No dia 29 de janeiro, celebrado como o Dia Nacional da Visibilidade Trans, a história de Bruna Valeska se torna um reflexo das dificuldades enfrentadas por muitas pessoas trans ao tentar garantir uma vaga no mercado de trabalho formal. Há um ano e dois meses, Bruna foi demitida de uma loja de perfumaria e cosméticos, após ser contratada sob a promessa de um bom salário e de uma bolsa de estudos para concluir sua faculdade em Química. “Fui convidada para trabalhar nessa empresa com a promessa de um salário alto e bolsa de estudos para terminar a faculdade. E em apenas quatro meses me mandaram embora”, conta Bruna.
O que parecia ser uma oportunidade promissora, logo se revelou como uma prática comum de algumas empresas: contratar pessoas transexuais temporariamente, como parte de uma estratégia para garantir o selo de “empresa inclusiva”. No entanto, esse tipo de contratação não garante oportunidades reais de permanência ou crescimento, e Bruna se viu novamente sem recursos para seguir sua carreira. “Eles contratam pessoas transexuais para trabalhar temporariamente e garantir o selo de empresa inclusiva”, afirma, destacando uma realidade que muitas pessoas trans enfrentam em diversas corporações.
Bruna enfrentou discriminação em várias dimensões de sua vida, sendo rejeitada e expulsa de casa pela família, abandonando uma universidade pública devido à falta de acolhimento e chegando a morar na rua por um tempo, sem ter condições de se sustentar. Apesar de todos esses desafios, ela não desistiu de buscar qualificação profissional, e após participar de um projeto da Prefeitura do Rio de Janeiro, conseguiu seu primeiro emprego formal como auxiliar de cozinha. De lá para cá, Bruna conquistou outros postos de trabalho e acumula cinco anos de experiência registrada em sua carteira de trabalho.
Contudo, a dificuldade em conseguir uma inserção plena e igualitária no mercado de trabalho persiste. Bruna revela que, mesmo em empresas que se dizem inclusivas, o tratamento dado às pessoas trans é desigual, com critérios rigorosos em relação à aparência, formação e indicações, enquanto outros funcionários desempenham as mesmas funções com exigências menores. “Não temos as mesmas oportunidades de crescimento das demais pessoas”, diz Bruna, criticando a disparidade salarial e a falta de reconhecimento profissional. Ela defende que não basta criar vagas específicas para pessoas trans, se as condições de trabalho, oportunidades de promoção e salários não são igualmente justos.

[Registros brutos]
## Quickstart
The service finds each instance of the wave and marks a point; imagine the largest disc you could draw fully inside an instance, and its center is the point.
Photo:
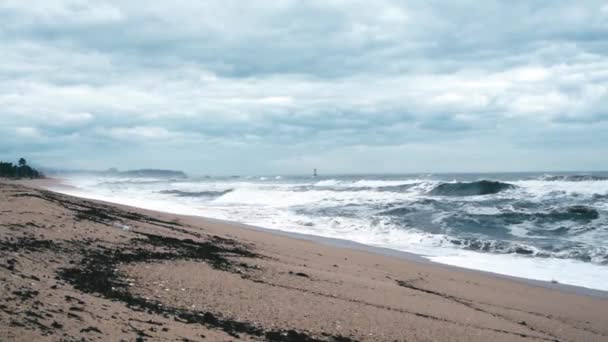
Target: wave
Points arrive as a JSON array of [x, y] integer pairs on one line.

→ **Tarefa a realizar**:
Responda com base no texto sobre Bruna Valeska:
(a) Depois de quanto tempo Bruna foi mandada embora da loja de perfumaria e cosméticos?
(b) Qual foi o primeiro emprego formal de Bruna?
(c) Quantos anos de experiência registrada em carteira ela acumula?
Não é preciso consultar as linhas.

→ **Solução do exercício**:
(a) Em apenas quatro meses.
(b) Auxiliar de cozinha.
(c) Cinco anos.